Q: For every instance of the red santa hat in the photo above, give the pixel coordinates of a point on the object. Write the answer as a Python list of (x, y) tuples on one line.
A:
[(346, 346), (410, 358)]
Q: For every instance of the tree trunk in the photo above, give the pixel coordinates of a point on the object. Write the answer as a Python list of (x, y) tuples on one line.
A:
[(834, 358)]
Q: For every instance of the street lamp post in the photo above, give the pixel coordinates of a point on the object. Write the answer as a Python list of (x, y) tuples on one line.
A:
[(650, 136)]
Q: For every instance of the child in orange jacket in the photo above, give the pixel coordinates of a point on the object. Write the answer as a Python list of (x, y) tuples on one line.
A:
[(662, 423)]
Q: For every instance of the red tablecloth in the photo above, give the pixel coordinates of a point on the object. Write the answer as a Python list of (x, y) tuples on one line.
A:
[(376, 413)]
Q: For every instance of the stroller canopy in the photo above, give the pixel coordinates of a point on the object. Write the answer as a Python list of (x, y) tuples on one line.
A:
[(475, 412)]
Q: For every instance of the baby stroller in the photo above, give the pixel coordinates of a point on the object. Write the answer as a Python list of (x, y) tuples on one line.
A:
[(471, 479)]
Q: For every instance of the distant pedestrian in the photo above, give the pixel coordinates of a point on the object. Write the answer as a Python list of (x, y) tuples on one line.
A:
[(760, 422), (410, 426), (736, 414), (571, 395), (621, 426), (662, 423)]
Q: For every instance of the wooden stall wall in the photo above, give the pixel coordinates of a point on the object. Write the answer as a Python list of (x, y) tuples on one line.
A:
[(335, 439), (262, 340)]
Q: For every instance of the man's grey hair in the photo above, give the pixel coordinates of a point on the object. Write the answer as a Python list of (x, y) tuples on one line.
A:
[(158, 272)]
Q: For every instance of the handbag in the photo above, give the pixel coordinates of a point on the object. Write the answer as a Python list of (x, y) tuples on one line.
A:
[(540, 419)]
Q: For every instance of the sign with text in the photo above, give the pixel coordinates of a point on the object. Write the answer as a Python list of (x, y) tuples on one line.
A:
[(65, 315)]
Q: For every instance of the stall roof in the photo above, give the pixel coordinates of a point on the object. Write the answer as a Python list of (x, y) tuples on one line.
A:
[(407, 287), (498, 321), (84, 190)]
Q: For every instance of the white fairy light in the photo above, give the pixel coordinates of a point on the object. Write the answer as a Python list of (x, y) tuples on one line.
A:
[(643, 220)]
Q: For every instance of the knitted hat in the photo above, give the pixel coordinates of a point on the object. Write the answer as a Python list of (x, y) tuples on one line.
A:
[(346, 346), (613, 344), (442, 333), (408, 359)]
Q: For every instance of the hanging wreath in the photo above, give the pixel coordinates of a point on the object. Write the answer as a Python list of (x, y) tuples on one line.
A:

# Instructions for the task
Change every "pixel coordinates" in the rows above to "image coordinates" and write all the rows out again, keeping everything else the same.

# Solved problem
Q: For every instance of the red santa hat in the photo above, give the image coordinates of a point on the object. Write the answer as a Python list of (x, y) tuples on one line.
A:
[(346, 346), (410, 358)]
Q: For every instance of the tree trunk in the photo above, give the image coordinates of a point on the object. Write the answer as a Python list of (x, y) tuples on one line.
A:
[(834, 358)]
Q: For every instance of the street lamp post in the photo above, give the image coordinates of a point on the object. Write the answer as a Python list of (x, y) tuples on one line.
A:
[(650, 136)]
Q: For every instance of the child in orange jacket in the photo above, give the image coordinates of a point on the object. Write the answer as a Python list of (x, y) tuples on one line.
A:
[(662, 423)]
Q: For every instance of the red tablecloth in the photo above, give the image coordinates of a point on the object. Write the answer as a Python list of (x, y) tuples on one line.
A:
[(376, 413)]
Q: For every instance of the stroller canopy in the photo above, give the image coordinates of a point on the object. Write the answer as a Python list of (x, y) tuples on one line.
A:
[(475, 412)]
Q: For every instance of the baby stroller in the photo above, give the image coordinates of a point on the object. Write the answer as a Python list of (x, y) tuples on one line.
A:
[(471, 479)]
Q: For every instance of the distant pedestrian in the photo above, give the image coordinates of a point on the object. Write the answer as a Python list of (x, y) tuples on one line.
A:
[(760, 422), (410, 426), (736, 414), (571, 395), (621, 426), (662, 423)]
Q: For every instance of the wooden stall wall in the photo above, give the image coordinates of a point on the object. Write the answer as a Python list of (x, y) tuples on one line.
A:
[(335, 439), (262, 340)]
Q: For every instance of the man's grey hair in the photo above, give the image coordinates of a point on the object. Write the answer as a Python list of (x, y) tuples on one line.
A:
[(158, 272)]
Q: For every instance of the handbag in the photo above, give the image coordinates of a point on the object. Write the answer as a Python list of (x, y) tuples on one line.
A:
[(540, 419)]
Q: For every instance of the sign with text in the photo above, give the image coordinates of a point on the object. Write the answer as a Python list of (x, y) tuples on one line.
A:
[(65, 315)]
Q: For every instance of the stall roof in the photo above, give the image coordinates of a point on the object. Write the answer as a Python list of (x, y) tuples on one line.
A:
[(407, 287), (498, 321), (84, 190)]
Q: For every instance of the white fairy light in the photo above, give the image coordinates of a point on the object. Write the answer as a Python list of (x, y) tuples on one line.
A:
[(643, 220)]
Q: For every instance of the knitted hat in the photo above, give the image coordinates of a point on the object. Write the answer as a Python list of (x, y) tuples on one line.
A:
[(346, 346), (613, 344), (442, 333), (408, 359)]
Q: For every instance of the hanging wreath in the photo above, give the image coordinates of a point on the object. Write the answer as a Python list of (x, y) tuples on one line.
A:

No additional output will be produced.